Подлинную порочную страсть ему удавалось спрятать под личиной близкого родственника по мужу, а сердечный жар подпитывался пагубной возможностью (которой он постоянно злоупотреблял) видеться со свойственницей якобы ради бесед о хозяйстве и многочисленных делах, в которых он выставлял себя как бы правой рукой Иветты. Тем не менее, когда он порой намеревался открыть ей в боль своего сердца, его удерживал с одной стороны стыд, а с другой – страх. Страшила его опасность того, что молодица разбранит его да выгонит в шею; стыдился же он, боясь, что если молва о том пойдёт по людям, а в народе через того-другого доберётся до его родителей и друзей, придётся ему вечно с позором носить имя распутника. Так что же?

| ЗАДАНИЕ |
Перепишите дословно весь отрывок о скрываемой страсти к свойственнице. Приведённые далее пункты представляют собой самостоятельный материал.

| СОДЕРЖИМОЕ НАБОРА ДАННЫХ |
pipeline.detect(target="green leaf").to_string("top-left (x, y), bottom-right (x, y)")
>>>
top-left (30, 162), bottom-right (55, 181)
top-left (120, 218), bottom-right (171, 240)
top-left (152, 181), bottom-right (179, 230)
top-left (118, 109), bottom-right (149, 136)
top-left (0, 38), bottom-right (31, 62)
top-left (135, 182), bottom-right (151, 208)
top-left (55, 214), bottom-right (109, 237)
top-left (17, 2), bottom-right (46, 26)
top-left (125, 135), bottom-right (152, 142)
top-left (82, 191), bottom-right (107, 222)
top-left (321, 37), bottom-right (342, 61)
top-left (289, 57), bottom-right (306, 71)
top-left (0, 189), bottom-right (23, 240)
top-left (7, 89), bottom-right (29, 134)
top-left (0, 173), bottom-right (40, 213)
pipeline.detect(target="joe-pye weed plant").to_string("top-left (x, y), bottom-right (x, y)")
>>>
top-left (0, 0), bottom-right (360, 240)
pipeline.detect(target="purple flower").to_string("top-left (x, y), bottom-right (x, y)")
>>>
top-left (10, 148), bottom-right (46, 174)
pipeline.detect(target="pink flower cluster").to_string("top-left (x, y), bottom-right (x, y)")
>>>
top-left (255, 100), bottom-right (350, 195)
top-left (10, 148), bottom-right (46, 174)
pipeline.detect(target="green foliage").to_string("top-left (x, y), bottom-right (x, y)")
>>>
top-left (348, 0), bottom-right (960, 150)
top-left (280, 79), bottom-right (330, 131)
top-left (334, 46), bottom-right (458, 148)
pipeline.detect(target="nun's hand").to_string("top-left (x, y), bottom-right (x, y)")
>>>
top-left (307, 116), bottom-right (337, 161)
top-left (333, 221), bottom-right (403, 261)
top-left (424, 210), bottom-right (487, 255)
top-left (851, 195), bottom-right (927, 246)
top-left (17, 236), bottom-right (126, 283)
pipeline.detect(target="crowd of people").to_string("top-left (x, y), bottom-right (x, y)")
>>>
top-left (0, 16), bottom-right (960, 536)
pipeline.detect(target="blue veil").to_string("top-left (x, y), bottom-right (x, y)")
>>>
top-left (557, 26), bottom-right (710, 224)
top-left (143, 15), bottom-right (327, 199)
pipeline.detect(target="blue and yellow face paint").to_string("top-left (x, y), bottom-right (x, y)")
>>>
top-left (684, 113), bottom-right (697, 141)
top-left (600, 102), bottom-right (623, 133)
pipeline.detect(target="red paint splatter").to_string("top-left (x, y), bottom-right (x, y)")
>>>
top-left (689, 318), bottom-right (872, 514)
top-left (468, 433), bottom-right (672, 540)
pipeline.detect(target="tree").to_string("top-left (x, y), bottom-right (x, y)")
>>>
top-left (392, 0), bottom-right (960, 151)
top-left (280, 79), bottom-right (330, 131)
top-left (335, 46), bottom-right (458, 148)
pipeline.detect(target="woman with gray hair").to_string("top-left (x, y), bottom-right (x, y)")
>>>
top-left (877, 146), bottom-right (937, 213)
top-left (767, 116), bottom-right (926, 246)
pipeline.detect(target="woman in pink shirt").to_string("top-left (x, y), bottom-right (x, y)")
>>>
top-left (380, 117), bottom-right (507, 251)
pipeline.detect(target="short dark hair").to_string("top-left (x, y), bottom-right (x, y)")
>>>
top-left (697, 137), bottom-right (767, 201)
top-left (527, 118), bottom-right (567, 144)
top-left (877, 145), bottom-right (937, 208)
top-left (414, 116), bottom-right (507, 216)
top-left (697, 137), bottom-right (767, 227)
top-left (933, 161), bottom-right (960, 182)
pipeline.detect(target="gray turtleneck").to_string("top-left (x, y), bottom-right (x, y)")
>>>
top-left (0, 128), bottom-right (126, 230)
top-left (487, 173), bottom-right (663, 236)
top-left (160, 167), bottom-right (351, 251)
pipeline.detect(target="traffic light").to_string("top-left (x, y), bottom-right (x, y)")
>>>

| ОТВЕТ НА ЗАДАНИЕ |
Подлинную порочную страсть ему удавалось спрятать под личиной близкого родственника по мужу, а сердечный жар подпитывался пагубной возможностью (которой он постоянно злоупотреблял) видеться со свойственницей якобы ради бесед о хозяйстве и многочисленных делах, в которых он выставлял себя как бы правой рукой Иветты. Тем не менее, когда он порой намеревался открыть ей в боль своего сердца, его удерживал с одной стороны стыд, а с другой – страх. Страшила его опасность того, что молодица разбранит его да выгонит в шею; стыдился же он, боясь, что если молва о том пойдёт по людям, а в народе через того-другого доберётся до его родителей и друзей, придётся ему вечно с позором носить имя распутника. Так что же?